EXERCISE DESCRIPTION: Give back each line of the listing below that contains the string "panel".
══════════════════════════════
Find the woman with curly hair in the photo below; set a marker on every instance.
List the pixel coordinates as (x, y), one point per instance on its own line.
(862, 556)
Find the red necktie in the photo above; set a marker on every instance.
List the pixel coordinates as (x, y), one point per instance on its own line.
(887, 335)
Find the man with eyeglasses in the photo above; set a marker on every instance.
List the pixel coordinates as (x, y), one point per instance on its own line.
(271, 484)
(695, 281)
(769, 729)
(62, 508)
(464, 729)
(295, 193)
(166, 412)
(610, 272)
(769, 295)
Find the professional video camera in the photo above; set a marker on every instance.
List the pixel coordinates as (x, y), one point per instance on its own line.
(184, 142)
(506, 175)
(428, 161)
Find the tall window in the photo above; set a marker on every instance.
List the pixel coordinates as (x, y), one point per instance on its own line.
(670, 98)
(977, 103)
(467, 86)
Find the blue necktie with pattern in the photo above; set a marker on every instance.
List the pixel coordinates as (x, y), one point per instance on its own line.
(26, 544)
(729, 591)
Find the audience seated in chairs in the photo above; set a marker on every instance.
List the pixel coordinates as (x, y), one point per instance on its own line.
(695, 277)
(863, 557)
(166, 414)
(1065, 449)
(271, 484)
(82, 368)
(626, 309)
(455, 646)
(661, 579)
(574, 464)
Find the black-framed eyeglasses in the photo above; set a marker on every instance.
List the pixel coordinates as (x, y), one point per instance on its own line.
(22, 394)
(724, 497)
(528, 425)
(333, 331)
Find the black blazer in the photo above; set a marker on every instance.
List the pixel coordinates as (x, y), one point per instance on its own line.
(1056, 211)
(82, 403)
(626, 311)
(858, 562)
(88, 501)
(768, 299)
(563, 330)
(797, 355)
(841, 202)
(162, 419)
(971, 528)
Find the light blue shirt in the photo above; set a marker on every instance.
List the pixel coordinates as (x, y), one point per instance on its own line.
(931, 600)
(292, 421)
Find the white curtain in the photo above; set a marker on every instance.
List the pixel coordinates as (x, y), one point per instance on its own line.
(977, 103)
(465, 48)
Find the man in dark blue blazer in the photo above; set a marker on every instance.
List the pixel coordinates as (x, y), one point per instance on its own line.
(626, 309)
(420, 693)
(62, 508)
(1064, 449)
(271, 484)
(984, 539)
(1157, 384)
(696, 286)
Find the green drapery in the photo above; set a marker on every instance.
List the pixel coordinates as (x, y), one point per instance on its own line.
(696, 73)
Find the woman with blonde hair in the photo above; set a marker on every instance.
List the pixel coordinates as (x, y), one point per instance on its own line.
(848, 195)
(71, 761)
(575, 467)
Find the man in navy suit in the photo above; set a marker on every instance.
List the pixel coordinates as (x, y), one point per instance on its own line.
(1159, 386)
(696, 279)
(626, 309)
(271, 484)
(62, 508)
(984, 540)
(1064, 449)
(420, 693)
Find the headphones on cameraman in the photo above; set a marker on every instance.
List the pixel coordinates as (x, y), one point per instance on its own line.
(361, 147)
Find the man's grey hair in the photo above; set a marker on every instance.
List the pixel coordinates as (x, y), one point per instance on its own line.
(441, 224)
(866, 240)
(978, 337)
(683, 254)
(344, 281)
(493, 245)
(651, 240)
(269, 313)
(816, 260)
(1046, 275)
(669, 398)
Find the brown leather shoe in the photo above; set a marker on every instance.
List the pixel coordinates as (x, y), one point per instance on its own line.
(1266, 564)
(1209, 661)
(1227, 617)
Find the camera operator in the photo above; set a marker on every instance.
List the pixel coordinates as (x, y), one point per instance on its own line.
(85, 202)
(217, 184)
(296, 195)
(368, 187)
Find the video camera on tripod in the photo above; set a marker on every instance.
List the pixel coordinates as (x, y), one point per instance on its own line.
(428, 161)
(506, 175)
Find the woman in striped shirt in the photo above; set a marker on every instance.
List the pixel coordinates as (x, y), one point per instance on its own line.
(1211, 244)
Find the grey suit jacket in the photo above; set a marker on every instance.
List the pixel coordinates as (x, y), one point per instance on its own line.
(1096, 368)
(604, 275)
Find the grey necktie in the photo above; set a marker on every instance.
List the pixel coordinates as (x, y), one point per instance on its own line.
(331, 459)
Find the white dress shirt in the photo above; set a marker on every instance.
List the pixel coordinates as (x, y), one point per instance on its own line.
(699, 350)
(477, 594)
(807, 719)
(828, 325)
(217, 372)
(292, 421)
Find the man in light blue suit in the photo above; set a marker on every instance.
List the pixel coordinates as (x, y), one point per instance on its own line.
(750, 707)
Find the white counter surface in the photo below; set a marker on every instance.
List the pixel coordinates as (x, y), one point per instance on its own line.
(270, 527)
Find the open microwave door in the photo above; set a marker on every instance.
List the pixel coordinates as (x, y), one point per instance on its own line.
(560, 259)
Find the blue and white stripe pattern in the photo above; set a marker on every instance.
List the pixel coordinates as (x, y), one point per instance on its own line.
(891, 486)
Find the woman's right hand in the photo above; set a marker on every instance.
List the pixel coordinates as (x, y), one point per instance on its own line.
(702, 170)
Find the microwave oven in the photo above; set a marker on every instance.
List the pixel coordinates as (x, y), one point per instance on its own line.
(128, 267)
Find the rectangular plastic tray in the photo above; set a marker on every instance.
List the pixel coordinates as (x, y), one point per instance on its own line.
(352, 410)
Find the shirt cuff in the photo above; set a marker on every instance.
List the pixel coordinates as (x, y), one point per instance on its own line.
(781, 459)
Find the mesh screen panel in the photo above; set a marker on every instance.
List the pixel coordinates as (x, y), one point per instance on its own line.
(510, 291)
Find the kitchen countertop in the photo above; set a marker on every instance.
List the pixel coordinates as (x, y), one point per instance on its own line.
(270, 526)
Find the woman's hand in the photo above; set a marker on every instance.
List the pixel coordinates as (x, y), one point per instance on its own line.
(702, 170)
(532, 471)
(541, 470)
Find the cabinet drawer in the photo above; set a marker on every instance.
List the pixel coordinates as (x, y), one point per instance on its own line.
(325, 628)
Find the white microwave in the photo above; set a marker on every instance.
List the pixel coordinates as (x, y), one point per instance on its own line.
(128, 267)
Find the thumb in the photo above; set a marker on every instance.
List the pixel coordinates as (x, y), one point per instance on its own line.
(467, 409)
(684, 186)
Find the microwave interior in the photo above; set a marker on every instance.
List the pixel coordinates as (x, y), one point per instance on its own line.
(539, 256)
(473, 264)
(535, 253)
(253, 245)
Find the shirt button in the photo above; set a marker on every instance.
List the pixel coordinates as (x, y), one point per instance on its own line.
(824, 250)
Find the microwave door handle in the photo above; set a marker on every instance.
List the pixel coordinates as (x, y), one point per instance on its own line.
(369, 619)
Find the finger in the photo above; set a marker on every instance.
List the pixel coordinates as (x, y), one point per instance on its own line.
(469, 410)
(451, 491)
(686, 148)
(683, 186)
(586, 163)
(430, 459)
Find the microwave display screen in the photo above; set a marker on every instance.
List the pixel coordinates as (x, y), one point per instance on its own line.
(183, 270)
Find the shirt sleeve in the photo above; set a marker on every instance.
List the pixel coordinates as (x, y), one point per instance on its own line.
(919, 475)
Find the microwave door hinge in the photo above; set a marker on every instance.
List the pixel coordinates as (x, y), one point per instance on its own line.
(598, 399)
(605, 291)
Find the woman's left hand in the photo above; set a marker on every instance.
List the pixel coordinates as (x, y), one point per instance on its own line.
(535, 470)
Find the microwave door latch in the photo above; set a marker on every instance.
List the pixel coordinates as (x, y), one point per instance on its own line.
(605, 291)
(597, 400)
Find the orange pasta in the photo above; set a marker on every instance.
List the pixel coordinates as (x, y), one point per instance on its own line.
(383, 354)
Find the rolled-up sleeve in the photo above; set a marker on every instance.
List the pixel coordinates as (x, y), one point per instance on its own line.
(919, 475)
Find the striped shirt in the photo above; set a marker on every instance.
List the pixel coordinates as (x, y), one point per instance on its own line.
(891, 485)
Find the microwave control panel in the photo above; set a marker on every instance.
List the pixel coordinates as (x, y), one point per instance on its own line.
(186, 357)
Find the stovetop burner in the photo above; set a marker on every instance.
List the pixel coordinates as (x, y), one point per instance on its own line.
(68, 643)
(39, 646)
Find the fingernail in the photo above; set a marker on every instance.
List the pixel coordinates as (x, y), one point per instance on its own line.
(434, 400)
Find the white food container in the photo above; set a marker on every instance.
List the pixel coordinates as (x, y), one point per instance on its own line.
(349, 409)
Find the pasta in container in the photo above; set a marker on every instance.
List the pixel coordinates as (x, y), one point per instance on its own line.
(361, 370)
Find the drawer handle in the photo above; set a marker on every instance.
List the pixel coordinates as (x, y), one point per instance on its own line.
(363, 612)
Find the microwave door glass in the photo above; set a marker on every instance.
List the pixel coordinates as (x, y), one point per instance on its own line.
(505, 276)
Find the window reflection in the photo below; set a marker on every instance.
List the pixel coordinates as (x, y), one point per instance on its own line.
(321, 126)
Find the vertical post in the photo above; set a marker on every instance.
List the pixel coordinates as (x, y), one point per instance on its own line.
══════════════════════════════
ANSWER TO THIS TASK:
Find the mesh screen panel in the photo above; set a marker on every instance.
Find the microwave control panel in the photo above; set a marker on every instance.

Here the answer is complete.